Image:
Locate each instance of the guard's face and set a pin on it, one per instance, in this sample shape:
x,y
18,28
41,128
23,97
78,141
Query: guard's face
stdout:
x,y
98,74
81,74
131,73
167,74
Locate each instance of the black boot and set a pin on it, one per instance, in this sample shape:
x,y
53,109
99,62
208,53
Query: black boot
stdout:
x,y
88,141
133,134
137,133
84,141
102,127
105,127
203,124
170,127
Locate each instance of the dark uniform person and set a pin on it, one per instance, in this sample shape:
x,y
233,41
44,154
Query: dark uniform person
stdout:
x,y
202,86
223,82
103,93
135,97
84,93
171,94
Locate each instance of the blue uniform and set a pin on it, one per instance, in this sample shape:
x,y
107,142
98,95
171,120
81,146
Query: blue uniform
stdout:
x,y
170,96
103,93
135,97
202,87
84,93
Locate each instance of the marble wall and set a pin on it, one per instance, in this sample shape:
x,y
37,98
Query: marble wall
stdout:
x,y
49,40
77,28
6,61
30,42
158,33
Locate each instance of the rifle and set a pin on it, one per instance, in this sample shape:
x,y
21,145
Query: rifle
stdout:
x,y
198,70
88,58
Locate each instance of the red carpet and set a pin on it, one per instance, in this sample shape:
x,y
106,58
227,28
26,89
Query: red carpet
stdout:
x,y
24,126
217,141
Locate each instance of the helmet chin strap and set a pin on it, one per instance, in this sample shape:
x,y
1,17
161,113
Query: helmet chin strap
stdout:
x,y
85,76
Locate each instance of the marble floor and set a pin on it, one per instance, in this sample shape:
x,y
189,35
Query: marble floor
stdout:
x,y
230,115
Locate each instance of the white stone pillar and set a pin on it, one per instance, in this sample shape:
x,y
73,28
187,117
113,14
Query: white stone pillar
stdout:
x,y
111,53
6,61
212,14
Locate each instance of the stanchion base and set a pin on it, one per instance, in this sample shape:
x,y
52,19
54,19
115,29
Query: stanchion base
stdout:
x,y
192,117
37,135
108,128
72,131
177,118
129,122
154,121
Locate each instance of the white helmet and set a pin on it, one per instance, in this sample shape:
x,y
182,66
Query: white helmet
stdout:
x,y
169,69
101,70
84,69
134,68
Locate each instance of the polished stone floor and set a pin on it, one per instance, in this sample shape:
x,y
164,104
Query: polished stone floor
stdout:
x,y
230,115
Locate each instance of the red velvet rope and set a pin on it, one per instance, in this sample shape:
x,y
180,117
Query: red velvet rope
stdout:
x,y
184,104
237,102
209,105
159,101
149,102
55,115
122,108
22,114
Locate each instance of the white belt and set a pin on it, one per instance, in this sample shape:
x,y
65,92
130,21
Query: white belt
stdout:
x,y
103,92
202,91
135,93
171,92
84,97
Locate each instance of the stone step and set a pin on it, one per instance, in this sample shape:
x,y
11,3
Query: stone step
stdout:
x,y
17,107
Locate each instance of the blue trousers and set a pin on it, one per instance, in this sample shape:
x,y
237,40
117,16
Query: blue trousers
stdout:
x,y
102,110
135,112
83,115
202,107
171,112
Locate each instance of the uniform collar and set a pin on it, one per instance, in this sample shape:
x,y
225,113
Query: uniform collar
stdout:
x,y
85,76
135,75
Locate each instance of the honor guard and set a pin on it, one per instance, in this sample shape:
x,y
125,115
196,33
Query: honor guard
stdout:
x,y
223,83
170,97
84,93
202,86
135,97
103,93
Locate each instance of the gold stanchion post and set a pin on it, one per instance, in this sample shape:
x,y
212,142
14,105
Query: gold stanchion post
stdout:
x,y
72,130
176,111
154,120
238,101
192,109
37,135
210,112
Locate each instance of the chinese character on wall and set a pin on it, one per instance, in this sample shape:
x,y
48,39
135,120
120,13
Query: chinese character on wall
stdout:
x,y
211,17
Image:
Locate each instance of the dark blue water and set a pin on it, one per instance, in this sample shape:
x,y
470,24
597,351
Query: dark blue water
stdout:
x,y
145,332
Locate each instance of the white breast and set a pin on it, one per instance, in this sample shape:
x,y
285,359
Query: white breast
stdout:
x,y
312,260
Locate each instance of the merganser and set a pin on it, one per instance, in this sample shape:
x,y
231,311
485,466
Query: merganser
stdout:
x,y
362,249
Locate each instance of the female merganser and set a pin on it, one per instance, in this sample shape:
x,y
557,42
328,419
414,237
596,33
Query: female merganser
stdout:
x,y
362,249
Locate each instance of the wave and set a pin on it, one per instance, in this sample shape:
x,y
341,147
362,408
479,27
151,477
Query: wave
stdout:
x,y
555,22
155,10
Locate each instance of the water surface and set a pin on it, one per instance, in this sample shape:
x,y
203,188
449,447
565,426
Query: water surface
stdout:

= YOUR TASK =
Which lines of the entries above contain the word "marble"? Copy each of them.

= WRITTEN ANSWER =
Locate each instance of the marble wall and set a pin on it, one per instance, in this sample shape:
Query: marble wall
Locate each instance of the marble floor and set a pin on it, one per instance, in this sample shape:
Query: marble floor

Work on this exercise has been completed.